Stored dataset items
┌──

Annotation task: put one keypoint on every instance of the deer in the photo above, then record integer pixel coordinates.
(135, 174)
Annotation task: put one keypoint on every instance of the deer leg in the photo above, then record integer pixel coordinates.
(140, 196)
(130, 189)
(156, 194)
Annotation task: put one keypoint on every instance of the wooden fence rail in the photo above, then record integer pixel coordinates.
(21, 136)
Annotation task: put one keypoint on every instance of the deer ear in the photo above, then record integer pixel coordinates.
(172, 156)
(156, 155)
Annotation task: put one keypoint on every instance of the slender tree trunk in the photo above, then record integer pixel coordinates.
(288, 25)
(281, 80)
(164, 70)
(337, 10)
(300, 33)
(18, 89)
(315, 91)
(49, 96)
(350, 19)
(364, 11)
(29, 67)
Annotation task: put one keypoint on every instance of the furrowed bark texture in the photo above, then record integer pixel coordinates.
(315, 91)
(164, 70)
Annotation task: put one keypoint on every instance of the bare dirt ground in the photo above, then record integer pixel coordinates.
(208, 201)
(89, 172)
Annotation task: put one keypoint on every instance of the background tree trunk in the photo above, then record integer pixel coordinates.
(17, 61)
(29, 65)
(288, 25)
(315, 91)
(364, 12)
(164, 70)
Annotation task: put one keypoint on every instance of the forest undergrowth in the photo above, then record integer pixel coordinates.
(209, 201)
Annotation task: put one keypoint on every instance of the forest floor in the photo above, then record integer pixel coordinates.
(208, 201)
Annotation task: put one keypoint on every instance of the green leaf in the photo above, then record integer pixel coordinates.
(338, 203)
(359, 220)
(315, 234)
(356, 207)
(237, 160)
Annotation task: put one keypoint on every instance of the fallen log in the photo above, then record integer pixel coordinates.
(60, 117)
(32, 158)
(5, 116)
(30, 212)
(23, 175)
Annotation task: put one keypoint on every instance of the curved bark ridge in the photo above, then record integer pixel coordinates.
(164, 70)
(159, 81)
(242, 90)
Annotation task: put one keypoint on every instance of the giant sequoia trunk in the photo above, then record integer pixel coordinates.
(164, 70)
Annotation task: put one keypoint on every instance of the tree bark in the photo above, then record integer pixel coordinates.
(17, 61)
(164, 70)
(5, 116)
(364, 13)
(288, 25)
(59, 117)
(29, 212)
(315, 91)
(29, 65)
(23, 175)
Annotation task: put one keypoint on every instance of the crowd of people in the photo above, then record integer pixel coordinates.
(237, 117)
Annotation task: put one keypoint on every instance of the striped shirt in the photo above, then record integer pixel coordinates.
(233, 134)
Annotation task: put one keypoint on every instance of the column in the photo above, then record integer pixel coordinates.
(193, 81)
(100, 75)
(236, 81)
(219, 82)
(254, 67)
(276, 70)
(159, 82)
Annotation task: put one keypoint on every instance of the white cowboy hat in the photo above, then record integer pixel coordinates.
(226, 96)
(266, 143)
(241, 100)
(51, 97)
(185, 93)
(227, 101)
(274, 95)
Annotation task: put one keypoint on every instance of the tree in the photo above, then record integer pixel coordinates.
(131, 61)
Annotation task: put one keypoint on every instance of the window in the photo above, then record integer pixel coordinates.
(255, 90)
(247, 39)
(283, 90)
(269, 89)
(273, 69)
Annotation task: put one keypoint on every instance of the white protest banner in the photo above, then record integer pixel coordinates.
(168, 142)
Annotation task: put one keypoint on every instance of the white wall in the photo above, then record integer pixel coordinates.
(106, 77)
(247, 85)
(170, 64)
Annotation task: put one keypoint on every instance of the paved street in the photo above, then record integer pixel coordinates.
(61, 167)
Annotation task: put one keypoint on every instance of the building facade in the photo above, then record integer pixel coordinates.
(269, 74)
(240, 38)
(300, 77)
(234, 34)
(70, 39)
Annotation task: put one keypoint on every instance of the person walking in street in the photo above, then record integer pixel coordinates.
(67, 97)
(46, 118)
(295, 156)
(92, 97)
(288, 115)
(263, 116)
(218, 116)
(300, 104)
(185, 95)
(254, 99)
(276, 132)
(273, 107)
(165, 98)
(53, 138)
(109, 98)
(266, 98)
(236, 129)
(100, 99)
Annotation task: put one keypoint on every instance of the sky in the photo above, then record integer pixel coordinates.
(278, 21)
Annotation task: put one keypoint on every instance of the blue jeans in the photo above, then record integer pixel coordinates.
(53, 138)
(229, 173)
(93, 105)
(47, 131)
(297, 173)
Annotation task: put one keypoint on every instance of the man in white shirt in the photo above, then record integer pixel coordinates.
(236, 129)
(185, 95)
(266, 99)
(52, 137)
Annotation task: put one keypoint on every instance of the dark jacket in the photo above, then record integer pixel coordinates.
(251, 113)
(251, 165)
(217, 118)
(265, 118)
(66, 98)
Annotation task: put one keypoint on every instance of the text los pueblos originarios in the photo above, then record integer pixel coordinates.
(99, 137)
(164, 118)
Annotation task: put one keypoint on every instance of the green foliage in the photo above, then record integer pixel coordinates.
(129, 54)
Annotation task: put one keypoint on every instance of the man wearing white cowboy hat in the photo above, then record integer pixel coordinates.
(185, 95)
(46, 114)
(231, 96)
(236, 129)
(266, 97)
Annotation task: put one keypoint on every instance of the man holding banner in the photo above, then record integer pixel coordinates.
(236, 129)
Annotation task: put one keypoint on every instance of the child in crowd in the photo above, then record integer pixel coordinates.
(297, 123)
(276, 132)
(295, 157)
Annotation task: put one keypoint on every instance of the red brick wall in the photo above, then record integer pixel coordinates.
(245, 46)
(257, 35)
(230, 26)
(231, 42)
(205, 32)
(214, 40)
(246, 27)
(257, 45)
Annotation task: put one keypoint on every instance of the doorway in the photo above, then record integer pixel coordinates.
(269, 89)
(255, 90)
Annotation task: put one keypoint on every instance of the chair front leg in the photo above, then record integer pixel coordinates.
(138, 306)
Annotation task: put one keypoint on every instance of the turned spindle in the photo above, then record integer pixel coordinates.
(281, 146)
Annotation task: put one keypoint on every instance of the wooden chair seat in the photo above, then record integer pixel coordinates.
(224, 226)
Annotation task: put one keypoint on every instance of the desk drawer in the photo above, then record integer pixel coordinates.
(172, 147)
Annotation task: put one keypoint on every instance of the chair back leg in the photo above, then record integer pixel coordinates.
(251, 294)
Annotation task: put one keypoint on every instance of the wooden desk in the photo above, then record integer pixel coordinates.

└──
┌──

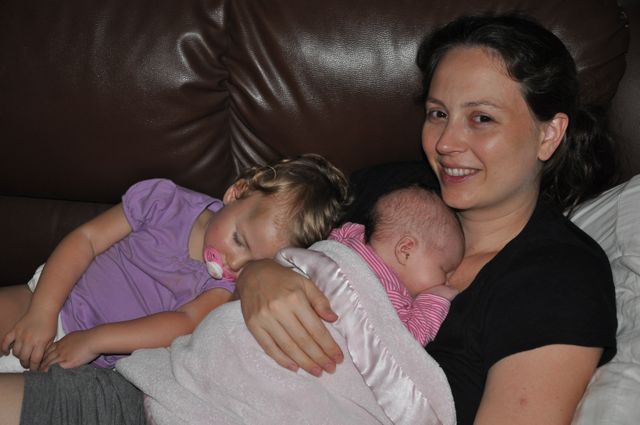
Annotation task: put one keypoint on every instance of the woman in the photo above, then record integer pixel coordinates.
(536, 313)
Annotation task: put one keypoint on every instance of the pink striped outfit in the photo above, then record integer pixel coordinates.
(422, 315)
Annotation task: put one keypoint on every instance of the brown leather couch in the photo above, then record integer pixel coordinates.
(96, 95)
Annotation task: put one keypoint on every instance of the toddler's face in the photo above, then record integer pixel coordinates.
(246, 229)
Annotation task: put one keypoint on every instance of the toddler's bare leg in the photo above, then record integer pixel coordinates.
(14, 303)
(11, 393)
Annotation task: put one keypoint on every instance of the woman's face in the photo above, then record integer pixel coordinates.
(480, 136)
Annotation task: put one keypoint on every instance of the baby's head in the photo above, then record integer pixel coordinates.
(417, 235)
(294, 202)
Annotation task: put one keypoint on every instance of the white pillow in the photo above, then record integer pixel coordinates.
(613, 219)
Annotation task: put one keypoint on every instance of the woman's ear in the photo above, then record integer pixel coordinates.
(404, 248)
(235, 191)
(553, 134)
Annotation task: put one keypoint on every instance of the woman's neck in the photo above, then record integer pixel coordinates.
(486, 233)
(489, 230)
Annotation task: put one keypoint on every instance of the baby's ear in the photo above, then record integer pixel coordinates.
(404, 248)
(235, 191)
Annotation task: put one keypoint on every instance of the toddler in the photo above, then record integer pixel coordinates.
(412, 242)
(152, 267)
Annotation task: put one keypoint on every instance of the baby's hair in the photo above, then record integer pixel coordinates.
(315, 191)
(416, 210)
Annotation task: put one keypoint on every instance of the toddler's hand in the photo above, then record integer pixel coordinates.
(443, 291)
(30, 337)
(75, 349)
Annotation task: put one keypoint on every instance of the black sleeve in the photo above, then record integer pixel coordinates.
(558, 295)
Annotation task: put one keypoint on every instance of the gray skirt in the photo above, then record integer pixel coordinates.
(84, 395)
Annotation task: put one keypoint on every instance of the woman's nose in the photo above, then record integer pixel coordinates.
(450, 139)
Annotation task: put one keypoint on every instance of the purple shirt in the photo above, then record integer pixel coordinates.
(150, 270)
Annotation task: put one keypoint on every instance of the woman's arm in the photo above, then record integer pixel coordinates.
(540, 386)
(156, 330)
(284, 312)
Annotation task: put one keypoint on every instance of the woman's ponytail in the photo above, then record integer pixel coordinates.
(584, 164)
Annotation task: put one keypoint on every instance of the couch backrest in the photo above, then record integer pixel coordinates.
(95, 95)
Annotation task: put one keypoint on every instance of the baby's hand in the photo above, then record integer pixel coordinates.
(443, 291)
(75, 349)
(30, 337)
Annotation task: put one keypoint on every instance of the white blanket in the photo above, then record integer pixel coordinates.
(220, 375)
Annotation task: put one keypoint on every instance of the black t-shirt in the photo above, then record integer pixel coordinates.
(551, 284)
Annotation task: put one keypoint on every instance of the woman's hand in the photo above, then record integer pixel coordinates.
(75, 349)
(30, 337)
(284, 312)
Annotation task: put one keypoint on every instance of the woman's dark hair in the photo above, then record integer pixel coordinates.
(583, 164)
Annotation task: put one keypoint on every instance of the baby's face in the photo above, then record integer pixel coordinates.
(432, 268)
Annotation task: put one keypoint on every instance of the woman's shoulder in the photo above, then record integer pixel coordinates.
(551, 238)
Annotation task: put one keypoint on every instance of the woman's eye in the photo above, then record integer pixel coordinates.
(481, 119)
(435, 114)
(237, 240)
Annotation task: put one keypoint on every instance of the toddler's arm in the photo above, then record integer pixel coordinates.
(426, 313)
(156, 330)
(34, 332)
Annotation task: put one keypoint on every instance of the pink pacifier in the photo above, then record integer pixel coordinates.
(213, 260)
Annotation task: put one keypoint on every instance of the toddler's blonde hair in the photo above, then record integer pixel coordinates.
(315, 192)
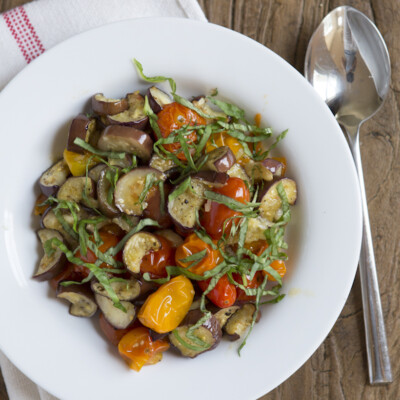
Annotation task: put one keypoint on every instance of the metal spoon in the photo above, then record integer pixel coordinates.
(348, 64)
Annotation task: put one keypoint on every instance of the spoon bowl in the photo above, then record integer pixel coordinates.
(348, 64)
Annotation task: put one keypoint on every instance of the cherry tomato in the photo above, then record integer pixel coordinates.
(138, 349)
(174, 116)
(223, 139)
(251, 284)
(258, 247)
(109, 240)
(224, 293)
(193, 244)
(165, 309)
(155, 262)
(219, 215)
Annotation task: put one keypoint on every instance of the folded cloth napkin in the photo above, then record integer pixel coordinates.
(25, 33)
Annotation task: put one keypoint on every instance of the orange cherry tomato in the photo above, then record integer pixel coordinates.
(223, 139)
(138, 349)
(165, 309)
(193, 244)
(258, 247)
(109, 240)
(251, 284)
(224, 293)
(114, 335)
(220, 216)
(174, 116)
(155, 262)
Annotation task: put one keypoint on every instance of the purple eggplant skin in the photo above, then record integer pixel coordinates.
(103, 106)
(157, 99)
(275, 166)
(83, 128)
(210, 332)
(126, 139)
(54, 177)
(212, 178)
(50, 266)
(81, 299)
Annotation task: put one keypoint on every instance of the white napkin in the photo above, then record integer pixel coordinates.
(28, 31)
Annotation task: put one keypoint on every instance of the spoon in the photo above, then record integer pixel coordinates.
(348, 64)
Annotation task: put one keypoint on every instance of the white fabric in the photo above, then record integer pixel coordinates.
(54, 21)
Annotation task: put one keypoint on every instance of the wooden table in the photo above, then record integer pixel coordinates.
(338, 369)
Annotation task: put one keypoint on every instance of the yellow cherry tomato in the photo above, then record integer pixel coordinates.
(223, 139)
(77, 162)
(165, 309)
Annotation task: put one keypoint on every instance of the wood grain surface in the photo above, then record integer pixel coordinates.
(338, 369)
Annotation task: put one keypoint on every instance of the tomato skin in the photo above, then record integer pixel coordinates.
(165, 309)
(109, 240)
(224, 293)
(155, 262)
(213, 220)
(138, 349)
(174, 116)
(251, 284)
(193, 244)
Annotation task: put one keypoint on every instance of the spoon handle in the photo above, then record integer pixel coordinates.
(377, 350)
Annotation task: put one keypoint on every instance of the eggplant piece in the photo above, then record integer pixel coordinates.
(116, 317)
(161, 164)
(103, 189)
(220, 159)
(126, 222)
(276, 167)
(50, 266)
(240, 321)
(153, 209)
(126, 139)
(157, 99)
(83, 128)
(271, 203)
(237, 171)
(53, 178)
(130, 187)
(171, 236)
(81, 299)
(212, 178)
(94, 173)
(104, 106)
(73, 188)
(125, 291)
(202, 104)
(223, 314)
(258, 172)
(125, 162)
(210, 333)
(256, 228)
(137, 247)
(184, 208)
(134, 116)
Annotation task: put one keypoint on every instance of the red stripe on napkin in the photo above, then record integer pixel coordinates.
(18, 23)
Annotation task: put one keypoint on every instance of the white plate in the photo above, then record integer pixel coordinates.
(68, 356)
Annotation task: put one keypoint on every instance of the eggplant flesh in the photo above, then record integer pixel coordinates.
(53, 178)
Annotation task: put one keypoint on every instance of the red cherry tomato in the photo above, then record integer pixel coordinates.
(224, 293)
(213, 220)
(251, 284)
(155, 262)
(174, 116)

└──
┌──

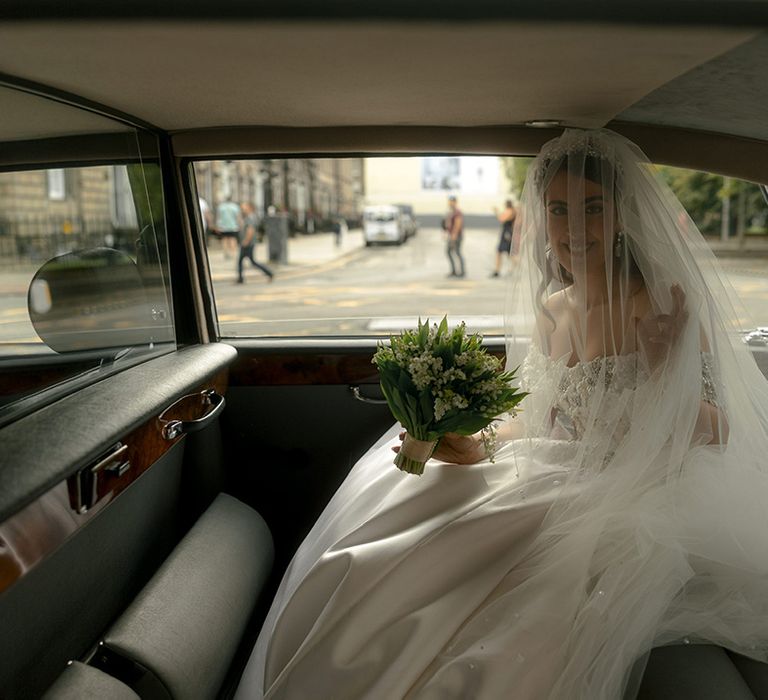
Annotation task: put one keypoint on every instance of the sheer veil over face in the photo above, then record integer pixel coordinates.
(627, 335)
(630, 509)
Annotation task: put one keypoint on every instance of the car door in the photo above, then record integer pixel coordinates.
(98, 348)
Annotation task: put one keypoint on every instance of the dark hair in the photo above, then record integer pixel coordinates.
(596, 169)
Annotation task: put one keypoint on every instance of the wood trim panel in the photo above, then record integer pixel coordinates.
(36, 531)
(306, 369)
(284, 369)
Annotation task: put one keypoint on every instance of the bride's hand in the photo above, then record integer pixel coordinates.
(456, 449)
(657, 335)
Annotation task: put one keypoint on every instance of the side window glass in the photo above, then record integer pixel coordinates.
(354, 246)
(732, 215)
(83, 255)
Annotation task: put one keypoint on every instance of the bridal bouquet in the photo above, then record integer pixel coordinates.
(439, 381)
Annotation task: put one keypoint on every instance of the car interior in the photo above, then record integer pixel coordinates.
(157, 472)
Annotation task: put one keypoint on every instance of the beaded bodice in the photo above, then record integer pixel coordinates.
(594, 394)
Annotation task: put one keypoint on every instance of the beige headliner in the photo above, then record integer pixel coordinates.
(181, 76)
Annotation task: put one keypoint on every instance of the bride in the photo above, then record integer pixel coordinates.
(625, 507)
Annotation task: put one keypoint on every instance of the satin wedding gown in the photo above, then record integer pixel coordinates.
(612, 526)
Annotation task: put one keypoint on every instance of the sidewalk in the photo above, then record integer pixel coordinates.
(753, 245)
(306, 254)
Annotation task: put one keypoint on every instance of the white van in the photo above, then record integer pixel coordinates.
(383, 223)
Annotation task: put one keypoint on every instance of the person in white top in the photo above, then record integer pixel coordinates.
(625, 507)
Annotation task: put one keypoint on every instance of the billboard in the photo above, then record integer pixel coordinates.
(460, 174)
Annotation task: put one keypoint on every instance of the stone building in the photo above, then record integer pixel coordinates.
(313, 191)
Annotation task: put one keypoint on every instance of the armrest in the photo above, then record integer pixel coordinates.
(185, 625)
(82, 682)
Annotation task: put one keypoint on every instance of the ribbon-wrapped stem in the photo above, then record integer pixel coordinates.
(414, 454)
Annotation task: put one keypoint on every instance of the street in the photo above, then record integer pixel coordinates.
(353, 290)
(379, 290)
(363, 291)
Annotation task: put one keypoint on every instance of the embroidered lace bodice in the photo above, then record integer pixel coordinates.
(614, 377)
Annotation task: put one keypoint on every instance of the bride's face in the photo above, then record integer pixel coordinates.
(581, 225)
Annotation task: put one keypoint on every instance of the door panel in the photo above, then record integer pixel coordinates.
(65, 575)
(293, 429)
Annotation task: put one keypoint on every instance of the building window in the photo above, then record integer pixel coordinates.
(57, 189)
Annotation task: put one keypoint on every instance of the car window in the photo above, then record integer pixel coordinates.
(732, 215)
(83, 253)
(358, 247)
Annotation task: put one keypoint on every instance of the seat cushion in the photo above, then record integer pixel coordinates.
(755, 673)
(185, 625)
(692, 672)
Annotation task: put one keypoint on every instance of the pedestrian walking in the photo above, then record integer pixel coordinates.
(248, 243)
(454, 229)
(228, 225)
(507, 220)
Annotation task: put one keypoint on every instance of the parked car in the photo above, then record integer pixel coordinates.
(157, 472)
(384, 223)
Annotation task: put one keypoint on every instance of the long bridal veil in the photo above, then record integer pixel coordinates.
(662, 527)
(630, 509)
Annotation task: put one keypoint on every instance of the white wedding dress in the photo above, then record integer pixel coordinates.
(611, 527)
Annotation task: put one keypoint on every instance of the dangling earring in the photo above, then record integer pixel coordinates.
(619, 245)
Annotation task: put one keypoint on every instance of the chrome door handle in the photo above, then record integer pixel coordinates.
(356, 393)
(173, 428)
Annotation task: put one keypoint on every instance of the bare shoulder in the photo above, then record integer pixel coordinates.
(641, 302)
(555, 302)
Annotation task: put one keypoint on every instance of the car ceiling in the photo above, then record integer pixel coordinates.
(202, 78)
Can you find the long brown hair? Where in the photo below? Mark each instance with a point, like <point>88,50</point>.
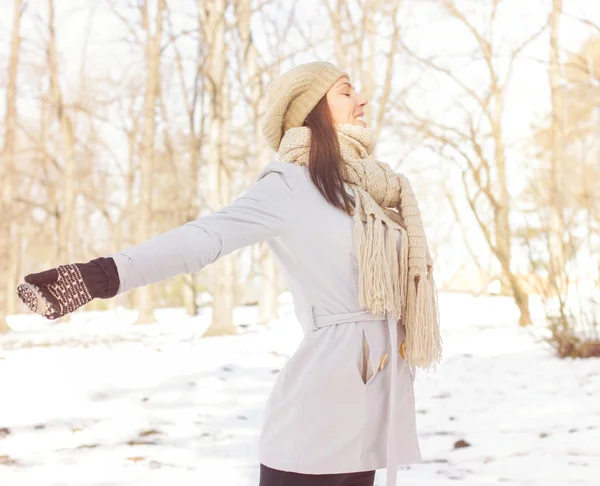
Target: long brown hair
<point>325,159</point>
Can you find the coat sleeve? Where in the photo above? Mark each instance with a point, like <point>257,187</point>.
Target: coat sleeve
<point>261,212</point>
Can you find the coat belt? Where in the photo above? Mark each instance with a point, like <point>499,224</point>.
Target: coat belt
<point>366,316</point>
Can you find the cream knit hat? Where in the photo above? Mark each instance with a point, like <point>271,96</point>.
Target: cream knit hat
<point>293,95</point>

└──

If a line of the entries contains the string "find", it counts; report how many such lines there are, as a bare number.

4